[Saved entries]

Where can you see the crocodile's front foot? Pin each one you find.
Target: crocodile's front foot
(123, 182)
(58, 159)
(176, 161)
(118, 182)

-- PROMPT --
All of the entries must be printed again exactly as given.

-- ANSWER BOX --
Where can you see the crocodile's front foot? Pin each one you find.
Target: crocodile's front foot
(123, 182)
(58, 159)
(176, 161)
(118, 182)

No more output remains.